### Request
Repeat every item below word for word, leaving out the pictures.
========
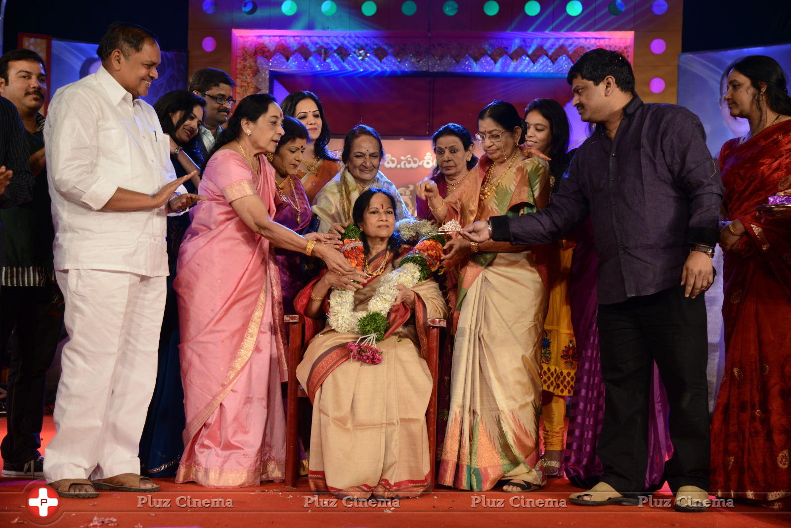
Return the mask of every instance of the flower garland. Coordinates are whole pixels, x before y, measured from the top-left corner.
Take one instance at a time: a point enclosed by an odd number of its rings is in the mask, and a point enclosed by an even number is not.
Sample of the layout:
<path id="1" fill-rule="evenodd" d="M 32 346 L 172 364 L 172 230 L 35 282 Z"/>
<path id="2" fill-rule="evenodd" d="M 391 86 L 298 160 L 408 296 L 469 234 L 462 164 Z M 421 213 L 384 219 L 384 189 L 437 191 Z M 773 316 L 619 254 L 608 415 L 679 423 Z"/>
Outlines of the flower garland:
<path id="1" fill-rule="evenodd" d="M 396 224 L 399 236 L 404 240 L 419 239 L 412 250 L 401 258 L 399 266 L 383 276 L 365 311 L 354 310 L 354 292 L 333 288 L 330 293 L 330 313 L 327 321 L 338 332 L 360 334 L 362 337 L 349 344 L 352 359 L 377 364 L 382 360 L 377 342 L 384 338 L 388 330 L 388 315 L 398 297 L 395 286 L 412 288 L 425 281 L 440 266 L 445 237 L 430 235 L 435 231 L 433 223 L 405 219 Z M 350 225 L 343 232 L 341 252 L 358 270 L 362 269 L 365 255 L 360 240 L 360 229 Z"/>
========
### Problem solution
Return the mask of every instance of the flower garland. Coordinates are whole pixels, x before y, measured from the top-left corner.
Take one instance at a time: a point enclosed by an odd number of its rings is in the mask, and a point enclosed by an even number is not.
Sample of the layout:
<path id="1" fill-rule="evenodd" d="M 32 346 L 172 364 L 172 230 L 35 282 Z"/>
<path id="2" fill-rule="evenodd" d="M 391 86 L 298 160 L 408 296 L 469 234 L 462 164 Z M 421 213 L 384 219 L 384 189 L 437 191 Z M 773 316 L 619 254 L 608 415 L 679 423 Z"/>
Outlines of the flower garland:
<path id="1" fill-rule="evenodd" d="M 396 224 L 399 236 L 404 240 L 419 239 L 412 250 L 401 258 L 399 266 L 383 276 L 365 311 L 354 310 L 354 292 L 333 288 L 330 293 L 330 313 L 327 321 L 338 332 L 360 334 L 362 337 L 349 344 L 352 359 L 377 364 L 382 360 L 377 342 L 384 338 L 388 330 L 388 315 L 398 297 L 395 286 L 412 288 L 425 281 L 440 266 L 445 237 L 430 235 L 435 231 L 433 223 L 405 219 Z M 350 225 L 343 232 L 341 252 L 358 270 L 362 269 L 365 255 L 360 240 L 360 229 Z"/>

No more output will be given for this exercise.